--- Supplied records Enclosed Below ---
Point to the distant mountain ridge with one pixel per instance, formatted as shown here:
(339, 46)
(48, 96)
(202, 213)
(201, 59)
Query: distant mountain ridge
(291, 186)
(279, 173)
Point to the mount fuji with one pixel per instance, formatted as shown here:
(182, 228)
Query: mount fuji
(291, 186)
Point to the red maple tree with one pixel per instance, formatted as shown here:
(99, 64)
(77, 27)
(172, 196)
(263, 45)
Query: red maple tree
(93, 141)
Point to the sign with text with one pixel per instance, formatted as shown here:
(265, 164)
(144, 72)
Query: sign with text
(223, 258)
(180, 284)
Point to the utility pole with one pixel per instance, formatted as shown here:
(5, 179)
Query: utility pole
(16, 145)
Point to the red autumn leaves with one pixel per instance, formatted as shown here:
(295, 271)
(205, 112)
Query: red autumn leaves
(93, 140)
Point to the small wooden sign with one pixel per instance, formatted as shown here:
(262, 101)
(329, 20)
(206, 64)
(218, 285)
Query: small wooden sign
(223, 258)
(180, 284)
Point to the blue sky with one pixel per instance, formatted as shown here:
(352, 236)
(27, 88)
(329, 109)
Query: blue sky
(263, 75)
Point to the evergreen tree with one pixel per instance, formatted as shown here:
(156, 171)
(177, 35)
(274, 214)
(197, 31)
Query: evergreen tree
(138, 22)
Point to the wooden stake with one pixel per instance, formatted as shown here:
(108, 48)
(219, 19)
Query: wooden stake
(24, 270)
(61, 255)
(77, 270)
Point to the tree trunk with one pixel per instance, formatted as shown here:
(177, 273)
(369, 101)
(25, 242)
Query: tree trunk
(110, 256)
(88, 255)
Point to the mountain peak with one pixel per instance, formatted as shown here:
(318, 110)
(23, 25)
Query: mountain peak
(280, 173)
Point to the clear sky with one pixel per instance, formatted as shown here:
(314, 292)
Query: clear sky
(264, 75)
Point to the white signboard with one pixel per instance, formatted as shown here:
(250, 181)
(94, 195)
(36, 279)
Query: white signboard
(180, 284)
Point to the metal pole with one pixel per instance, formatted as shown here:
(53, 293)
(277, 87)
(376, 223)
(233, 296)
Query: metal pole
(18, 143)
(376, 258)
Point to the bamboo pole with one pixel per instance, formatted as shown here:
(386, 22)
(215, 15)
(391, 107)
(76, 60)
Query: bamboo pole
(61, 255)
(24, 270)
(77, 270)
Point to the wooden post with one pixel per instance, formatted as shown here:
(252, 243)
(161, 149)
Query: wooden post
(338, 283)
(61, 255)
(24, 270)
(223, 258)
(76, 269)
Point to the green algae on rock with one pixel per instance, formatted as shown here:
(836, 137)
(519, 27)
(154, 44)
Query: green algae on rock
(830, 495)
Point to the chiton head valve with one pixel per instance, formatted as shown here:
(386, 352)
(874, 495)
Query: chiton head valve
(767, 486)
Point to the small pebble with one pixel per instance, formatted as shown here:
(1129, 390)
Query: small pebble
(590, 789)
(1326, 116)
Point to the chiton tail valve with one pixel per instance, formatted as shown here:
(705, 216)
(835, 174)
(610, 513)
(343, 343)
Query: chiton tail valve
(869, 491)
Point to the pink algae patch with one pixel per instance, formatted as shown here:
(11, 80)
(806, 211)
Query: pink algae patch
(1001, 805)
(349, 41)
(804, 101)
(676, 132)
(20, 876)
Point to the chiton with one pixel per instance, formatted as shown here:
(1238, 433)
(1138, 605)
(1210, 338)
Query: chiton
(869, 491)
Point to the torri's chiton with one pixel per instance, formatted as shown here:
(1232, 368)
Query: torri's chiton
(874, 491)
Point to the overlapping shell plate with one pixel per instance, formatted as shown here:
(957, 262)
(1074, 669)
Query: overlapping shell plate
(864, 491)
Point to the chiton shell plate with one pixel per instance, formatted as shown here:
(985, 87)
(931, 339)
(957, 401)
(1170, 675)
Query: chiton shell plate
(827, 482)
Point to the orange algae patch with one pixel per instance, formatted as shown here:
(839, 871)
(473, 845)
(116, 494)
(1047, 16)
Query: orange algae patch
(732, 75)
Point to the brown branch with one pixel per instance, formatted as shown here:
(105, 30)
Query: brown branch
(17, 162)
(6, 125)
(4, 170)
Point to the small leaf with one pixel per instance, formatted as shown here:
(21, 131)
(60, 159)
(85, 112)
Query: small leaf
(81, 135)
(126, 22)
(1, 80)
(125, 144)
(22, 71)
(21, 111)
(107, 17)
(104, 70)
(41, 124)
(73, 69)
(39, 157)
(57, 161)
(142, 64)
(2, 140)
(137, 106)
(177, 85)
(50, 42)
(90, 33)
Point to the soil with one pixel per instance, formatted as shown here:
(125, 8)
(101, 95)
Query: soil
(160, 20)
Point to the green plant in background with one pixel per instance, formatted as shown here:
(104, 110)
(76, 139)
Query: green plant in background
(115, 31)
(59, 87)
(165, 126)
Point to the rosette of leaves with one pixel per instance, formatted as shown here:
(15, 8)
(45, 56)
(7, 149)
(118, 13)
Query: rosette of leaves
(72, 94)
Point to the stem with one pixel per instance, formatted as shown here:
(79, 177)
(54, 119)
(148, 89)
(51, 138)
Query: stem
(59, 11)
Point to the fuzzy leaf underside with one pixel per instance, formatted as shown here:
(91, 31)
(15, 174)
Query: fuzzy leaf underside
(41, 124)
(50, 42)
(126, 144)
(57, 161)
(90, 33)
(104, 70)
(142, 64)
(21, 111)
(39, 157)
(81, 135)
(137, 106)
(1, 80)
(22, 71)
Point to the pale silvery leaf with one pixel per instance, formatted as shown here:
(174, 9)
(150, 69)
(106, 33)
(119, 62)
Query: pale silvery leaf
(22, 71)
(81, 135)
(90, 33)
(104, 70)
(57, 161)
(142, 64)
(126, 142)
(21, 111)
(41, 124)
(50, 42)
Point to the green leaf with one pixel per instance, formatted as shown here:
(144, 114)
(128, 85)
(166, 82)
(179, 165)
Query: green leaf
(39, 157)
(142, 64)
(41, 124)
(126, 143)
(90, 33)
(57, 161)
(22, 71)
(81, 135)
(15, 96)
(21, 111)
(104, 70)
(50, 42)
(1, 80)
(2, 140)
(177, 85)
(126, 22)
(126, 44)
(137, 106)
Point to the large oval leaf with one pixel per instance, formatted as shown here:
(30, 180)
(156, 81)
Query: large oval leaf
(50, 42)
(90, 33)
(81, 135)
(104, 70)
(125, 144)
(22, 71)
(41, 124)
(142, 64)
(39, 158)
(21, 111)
--- End of Enclosed Supplied records ---
§ **What to work on**
What is needed here is an exact reproduction of all the entries.

§ **Solution**
Point to the distant mountain ridge with one pixel per instance, formatted as shown here:
(339, 46)
(48, 96)
(202, 213)
(201, 59)
Query: distant mountain ridge
(291, 186)
(279, 173)
Point to the mount fuji with one pixel per instance, formatted as shown here:
(182, 228)
Query: mount fuji
(291, 186)
Point to the red maple tree with one pixel per instance, formatted as shown here:
(99, 64)
(77, 27)
(172, 196)
(263, 45)
Query: red maple tree
(93, 141)
Point to the sign with text with one pixel per instance, formatted as shown here:
(265, 164)
(144, 72)
Query: sign with text
(223, 258)
(180, 284)
Point to the utility pole with one pixel per instance, formatted as shown here:
(5, 179)
Query: utility pole
(16, 145)
Point to the red autumn leaves with one pixel per instance, formatted as shown here:
(295, 271)
(205, 112)
Query: red autumn leaves
(93, 140)
Point to the small wooden sign with one pixel per instance, formatted as shown here:
(262, 101)
(329, 20)
(206, 64)
(218, 285)
Query: small wooden sign
(223, 258)
(180, 284)
Point to the blue sky with one pixel per instance, formatted as shown here:
(352, 236)
(27, 88)
(329, 109)
Query: blue sky
(263, 75)
Point to the evergreen tree with one pixel per instance, formatted as shown here:
(156, 171)
(177, 35)
(274, 214)
(197, 31)
Query: evergreen tree
(138, 22)
Point to the wooden stake with one pixel per instance, formatted as shown here:
(108, 48)
(219, 19)
Query: wooden stake
(24, 270)
(61, 255)
(77, 270)
Point to the tree trunk with one pixel per instance, formatted as shown here:
(177, 273)
(369, 101)
(25, 242)
Query: tree trunk
(110, 256)
(88, 255)
Point to the mountain peak with one pixel per instance, formatted as shown here:
(318, 110)
(23, 25)
Query: mountain peak
(280, 173)
Point to the clear sky with one pixel per instance, formatted as shown here:
(314, 292)
Query: clear sky
(264, 75)
Point to the white signboard with one pixel per instance, formatted as shown here:
(250, 181)
(94, 195)
(36, 279)
Query: white signboard
(180, 284)
Point to the metal pole with one pixel per instance, formatted as shown here:
(53, 293)
(277, 87)
(376, 223)
(233, 296)
Query: metal pole
(18, 143)
(376, 258)
Point to the bamboo pole with one pixel per instance, formatted as shown here:
(386, 22)
(215, 15)
(391, 107)
(76, 60)
Query: bamboo pole
(61, 255)
(24, 270)
(77, 270)
Point to the wooden post with one pixel per instance, formatted as shown here:
(252, 243)
(161, 149)
Query: wooden post
(338, 283)
(61, 255)
(24, 270)
(223, 258)
(76, 269)
Point to the green algae on rock with one pixel per instance, formatted as shown here:
(836, 137)
(519, 27)
(154, 44)
Query: green algae on rock
(830, 495)
Point to the chiton head valve with one pixel per instance, formatted as shown here:
(386, 352)
(874, 495)
Query: chiton head valve
(767, 486)
Point to the small pebble with one pixel per instance, formatted as shown here:
(1129, 390)
Query: small pebble
(590, 789)
(1326, 116)
Point to the chiton tail valve with one pixel per instance, formatted as shown here:
(705, 216)
(835, 174)
(610, 513)
(343, 343)
Query: chiton tail valve
(869, 491)
Point to the pink algae patch with one pixel per instance, formatted as shown here:
(11, 80)
(806, 211)
Query: pink algae patch
(1001, 805)
(349, 41)
(804, 101)
(676, 132)
(20, 876)
Point to the chiton with one pixel per instance, formatted as shown here:
(1238, 433)
(1138, 605)
(1210, 338)
Query: chiton
(869, 491)
Point to the torri's chiton with one pixel per instance, formatted as shown here:
(1232, 368)
Query: torri's chiton
(874, 491)
Point to the overlapping shell plate with one pixel per instance, formatted as shown here:
(957, 262)
(1074, 669)
Query: overlapping shell plate
(864, 491)
Point to the chiton shell plate with one pixel per instance, formatted as shown here:
(985, 87)
(931, 339)
(957, 401)
(1170, 675)
Query: chiton shell plate
(827, 482)
Point to the orange algae patch with one pixel per instance, formatted as shown here:
(839, 871)
(473, 845)
(116, 494)
(1047, 16)
Query: orange algae patch
(732, 75)
Point to the brown branch with one pixel per instance, formatted as shown here:
(105, 30)
Query: brown branch
(17, 162)
(6, 125)
(4, 170)
Point to the small leaf with one pixel per instance, formatted as shown here:
(21, 131)
(60, 159)
(85, 112)
Query: small leaf
(81, 135)
(126, 22)
(1, 80)
(125, 144)
(22, 71)
(21, 111)
(107, 17)
(104, 70)
(41, 124)
(73, 69)
(39, 157)
(57, 161)
(142, 64)
(2, 140)
(137, 106)
(177, 85)
(50, 42)
(90, 33)
Point to the soil with one pixel per instance, formatted as shown here:
(125, 8)
(101, 95)
Query: soil
(160, 20)
Point to the green plant in background with one pixel per instance, formatted as shown here:
(104, 110)
(76, 139)
Query: green plant in background
(115, 31)
(59, 87)
(165, 126)
Point to the rosette of leaves with one pixel per instance, formatted as shown here:
(15, 8)
(45, 56)
(7, 149)
(118, 13)
Query: rosette of leaves
(72, 94)
Point to the stem with one pixel per instance, formatted as shown here:
(79, 177)
(54, 119)
(148, 89)
(51, 138)
Query: stem
(59, 11)
Point to the fuzzy leaf underside with one pixel per instance, formatted as shown here:
(91, 31)
(15, 174)
Query: fuzzy leaf underside
(41, 124)
(50, 42)
(126, 144)
(57, 161)
(90, 33)
(104, 70)
(142, 64)
(21, 111)
(39, 157)
(81, 135)
(137, 106)
(1, 80)
(22, 71)
Point to the pale silvery leaf with one pixel per instance, formatted as shown here:
(174, 9)
(150, 69)
(106, 33)
(119, 62)
Query: pale silvery leaf
(22, 71)
(81, 135)
(90, 33)
(104, 70)
(57, 161)
(142, 64)
(126, 142)
(21, 111)
(41, 124)
(50, 42)
Point to the green leaf with one pixel per instance, formatted as shown here:
(144, 114)
(128, 85)
(166, 82)
(179, 165)
Query: green leaf
(39, 157)
(142, 64)
(41, 124)
(126, 143)
(90, 33)
(57, 161)
(22, 71)
(81, 135)
(15, 96)
(21, 111)
(104, 70)
(50, 42)
(1, 80)
(2, 140)
(177, 85)
(126, 22)
(126, 44)
(137, 106)
Point to the large oval leaf with one pixel per instance, formatted as shown here:
(30, 180)
(156, 81)
Query: large oval leaf
(50, 42)
(90, 33)
(81, 135)
(104, 70)
(125, 144)
(22, 71)
(41, 124)
(142, 64)
(39, 158)
(21, 111)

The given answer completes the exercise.